Mark Lawrence doesn’t even revise his first drafts. Harlan Ellison is famous for sitting in bookstore windows and creating a story from a prompt someone handed to him in a sealed envelope. At least one of those stories is a winner of multiple awards.

Having an innate sense of story doesn’t keep someone from discovery writing, nor is having an innate sense of structure the same as plotting.


message 10: by Brian (new)

Brian Anderson Trike wrote: "Brian wrote: "But to imagine creating entire novels without any clue as to what you are writing about will find you frustrated and without a cohesive story line."

Atwood and Schmidt claim they do ..."

It seems to me King though his own words states thast has a foundation. Combined with an understand of story structure, a core concept can be enough. I personally have experienced this. In a failed attempt at flash fiction, I came up with the idea for an entire series that was good enough for one of the Big Five to extend an offer. Initially I had no idea where it would lead. But I had a starting point. Something on which to build.
I have to say that I disagree with King that plotting and the spontaneity of real creation aren't compatible. Plotting itself is a creative process. It's tough for a pantser and typically the outline falls apart.
As for Mark, I just asked him if that was true and am awaiting his reply. I'll let you know what he says.

* TASK TO COMPLETE
Extend the forum discussion about plotting versus discovery writing, picking up right after its final sentence.

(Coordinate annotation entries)
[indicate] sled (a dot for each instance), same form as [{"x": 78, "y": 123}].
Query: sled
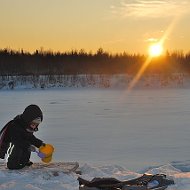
[{"x": 141, "y": 183}]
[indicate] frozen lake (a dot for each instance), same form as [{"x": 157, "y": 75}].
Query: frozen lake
[{"x": 141, "y": 129}]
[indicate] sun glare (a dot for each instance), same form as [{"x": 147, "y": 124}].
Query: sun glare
[{"x": 155, "y": 50}]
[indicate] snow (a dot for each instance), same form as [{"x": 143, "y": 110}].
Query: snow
[{"x": 111, "y": 133}]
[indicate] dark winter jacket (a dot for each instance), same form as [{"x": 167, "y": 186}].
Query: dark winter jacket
[{"x": 16, "y": 135}]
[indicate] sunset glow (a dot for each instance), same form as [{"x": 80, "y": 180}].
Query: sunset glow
[{"x": 155, "y": 50}]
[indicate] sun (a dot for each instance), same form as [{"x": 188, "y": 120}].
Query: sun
[{"x": 155, "y": 50}]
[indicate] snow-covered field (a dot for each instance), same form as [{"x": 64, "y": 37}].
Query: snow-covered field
[{"x": 111, "y": 133}]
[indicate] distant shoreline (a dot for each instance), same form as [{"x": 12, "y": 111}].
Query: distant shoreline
[{"x": 120, "y": 81}]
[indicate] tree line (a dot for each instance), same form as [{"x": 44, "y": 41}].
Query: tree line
[{"x": 75, "y": 62}]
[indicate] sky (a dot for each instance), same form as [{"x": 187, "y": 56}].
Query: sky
[{"x": 114, "y": 25}]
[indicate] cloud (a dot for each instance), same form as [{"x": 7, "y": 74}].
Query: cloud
[{"x": 151, "y": 8}]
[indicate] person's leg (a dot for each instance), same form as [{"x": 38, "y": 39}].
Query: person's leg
[{"x": 15, "y": 156}]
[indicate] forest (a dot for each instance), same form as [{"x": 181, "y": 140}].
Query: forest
[{"x": 75, "y": 62}]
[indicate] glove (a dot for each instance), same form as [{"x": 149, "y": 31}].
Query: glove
[
  {"x": 43, "y": 144},
  {"x": 32, "y": 148},
  {"x": 41, "y": 155}
]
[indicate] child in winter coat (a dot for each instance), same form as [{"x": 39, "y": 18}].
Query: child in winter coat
[{"x": 16, "y": 137}]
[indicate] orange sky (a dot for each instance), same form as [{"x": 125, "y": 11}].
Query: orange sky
[{"x": 114, "y": 25}]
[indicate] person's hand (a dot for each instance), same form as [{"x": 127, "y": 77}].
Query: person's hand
[
  {"x": 32, "y": 148},
  {"x": 43, "y": 144}
]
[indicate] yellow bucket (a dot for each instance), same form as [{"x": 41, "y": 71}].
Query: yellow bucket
[
  {"x": 48, "y": 150},
  {"x": 47, "y": 159}
]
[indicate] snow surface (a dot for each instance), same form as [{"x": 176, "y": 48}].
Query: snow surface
[{"x": 111, "y": 133}]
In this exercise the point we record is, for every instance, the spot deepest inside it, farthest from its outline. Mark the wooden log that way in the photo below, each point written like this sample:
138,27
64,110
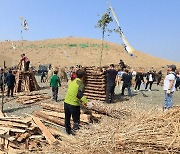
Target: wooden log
93,88
95,82
52,107
50,118
95,79
94,92
8,129
13,124
49,137
83,117
95,95
94,85
21,121
96,98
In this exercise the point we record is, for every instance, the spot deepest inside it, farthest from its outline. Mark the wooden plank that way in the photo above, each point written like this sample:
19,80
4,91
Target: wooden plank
95,79
49,137
13,129
93,88
1,114
23,137
23,121
95,82
14,124
50,118
94,92
96,98
95,95
58,108
83,117
94,85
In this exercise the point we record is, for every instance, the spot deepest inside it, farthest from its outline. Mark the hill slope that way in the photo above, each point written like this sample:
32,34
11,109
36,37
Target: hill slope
73,51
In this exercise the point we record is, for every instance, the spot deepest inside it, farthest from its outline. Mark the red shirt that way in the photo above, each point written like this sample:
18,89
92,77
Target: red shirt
25,59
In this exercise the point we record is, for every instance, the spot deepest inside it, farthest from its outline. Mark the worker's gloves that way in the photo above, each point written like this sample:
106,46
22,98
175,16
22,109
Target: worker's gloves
89,105
168,91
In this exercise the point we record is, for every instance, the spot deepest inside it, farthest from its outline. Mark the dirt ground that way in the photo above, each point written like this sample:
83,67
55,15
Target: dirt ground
73,51
95,138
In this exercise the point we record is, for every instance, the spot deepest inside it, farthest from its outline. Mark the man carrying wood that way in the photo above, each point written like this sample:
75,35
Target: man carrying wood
26,62
10,80
55,83
73,98
110,83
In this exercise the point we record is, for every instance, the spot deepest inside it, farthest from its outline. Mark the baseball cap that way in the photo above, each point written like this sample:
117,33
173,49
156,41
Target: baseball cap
173,67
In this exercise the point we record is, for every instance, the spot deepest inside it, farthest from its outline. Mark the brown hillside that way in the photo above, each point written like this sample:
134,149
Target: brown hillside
72,51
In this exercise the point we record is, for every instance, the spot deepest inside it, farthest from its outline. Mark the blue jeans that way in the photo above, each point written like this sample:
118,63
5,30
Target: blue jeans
168,101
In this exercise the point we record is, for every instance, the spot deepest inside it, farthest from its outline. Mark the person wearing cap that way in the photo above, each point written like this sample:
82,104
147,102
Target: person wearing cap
55,83
26,62
11,81
74,97
169,86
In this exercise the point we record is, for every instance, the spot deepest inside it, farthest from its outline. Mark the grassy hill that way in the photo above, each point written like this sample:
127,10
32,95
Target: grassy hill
72,51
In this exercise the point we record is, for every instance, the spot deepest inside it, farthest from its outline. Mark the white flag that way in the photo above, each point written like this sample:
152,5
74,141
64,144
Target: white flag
24,23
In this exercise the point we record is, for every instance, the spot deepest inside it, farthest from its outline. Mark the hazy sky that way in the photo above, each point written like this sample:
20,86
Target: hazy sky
151,26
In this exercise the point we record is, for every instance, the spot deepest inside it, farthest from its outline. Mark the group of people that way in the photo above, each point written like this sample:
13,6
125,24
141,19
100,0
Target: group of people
7,78
170,84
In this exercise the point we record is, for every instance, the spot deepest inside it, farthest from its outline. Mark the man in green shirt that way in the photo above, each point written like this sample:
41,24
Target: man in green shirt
74,97
55,83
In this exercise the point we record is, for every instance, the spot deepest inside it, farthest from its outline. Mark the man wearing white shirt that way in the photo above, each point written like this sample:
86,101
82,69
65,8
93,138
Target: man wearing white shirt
169,86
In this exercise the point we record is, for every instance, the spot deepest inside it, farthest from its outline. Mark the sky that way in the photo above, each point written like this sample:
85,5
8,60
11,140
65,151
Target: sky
151,26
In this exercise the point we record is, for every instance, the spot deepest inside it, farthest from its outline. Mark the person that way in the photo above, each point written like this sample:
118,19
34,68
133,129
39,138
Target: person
139,80
43,77
169,86
159,77
126,78
122,65
11,81
3,75
1,79
55,83
177,80
150,77
73,99
73,74
110,83
26,62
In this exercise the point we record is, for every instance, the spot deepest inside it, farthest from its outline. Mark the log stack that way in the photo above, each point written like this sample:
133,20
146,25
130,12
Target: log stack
26,81
95,84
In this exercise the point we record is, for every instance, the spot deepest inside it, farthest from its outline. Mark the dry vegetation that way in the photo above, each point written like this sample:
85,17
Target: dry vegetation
63,52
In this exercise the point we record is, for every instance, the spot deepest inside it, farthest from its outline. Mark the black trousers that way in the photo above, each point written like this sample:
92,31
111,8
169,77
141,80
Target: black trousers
10,90
110,92
55,92
26,66
158,81
138,84
149,83
73,111
2,88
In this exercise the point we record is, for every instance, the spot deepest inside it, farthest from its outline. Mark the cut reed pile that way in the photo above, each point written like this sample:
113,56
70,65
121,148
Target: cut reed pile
158,134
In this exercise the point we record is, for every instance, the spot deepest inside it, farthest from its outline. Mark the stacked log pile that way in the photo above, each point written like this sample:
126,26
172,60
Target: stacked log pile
95,84
55,114
26,81
20,133
160,134
30,99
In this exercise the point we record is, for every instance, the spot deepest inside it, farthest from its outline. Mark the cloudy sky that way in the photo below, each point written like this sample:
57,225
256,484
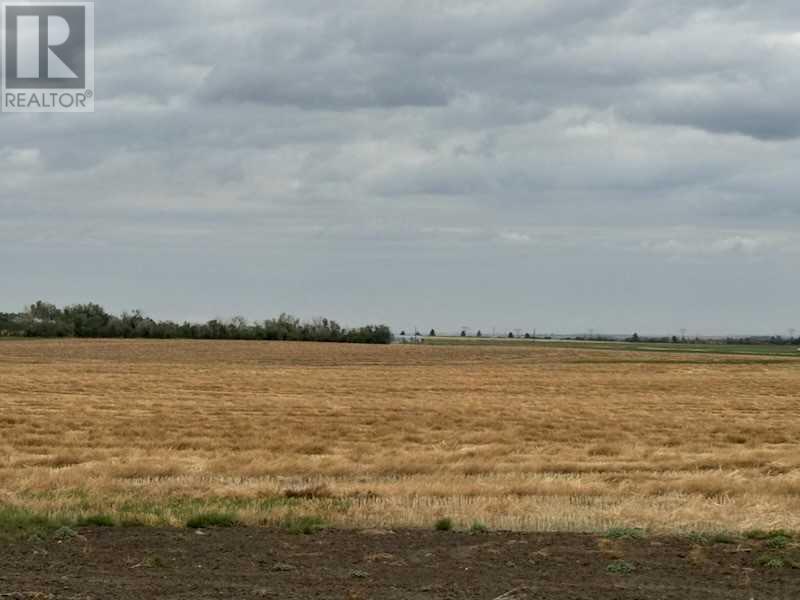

* TASK RESULT
message 11: by Brian (new)

Brian Anderson You're right. He doesn't revise. Though how far ahead he plans I couldn't say.


message 12: by M.L. (new)

M.L. | 946 comments This would be a good question for the author section in GR, similar to the question about writer's block, do you have writer's block. (To which I answered no, I don't have enough time to have writer's block. :) I think it's the only one I answered. :)
So they could add: Do you plan or not?


message 13: by Trike (new)

Trike Brian wrote: "You're right. He doesn't revise. Though how far ahead he plans I couldn't say."

Why would I make something like that up? He said so himself here on this very forum:

Mark wrote: "Looking back over the Red Sister edit I see my editor suggested one four word sentence for deletion, but I disagreed and we kept it."

All I can think of when you say this is Salieri in Amadeus: “These... are originals?”

https://youtu.be/wPdI_-nam3s

Do other authors want to beat you up? Like, all the time? 😝


Trike wrote: "Mark wrote: "Looking back over the Red Sister edit I see my editor suggested one four word sentence for deletion, but I disagreed and we kept it."

All I can think of when you say this is Salieri i..."


I try not to mention it in the company of authors :)


Dude, stop being That Guy. It’s okay to be wrong once in a while. Let it go and move on. Jeez.


message 14: by Brian (last edited Jun 10, 2018 02:02PM) (new)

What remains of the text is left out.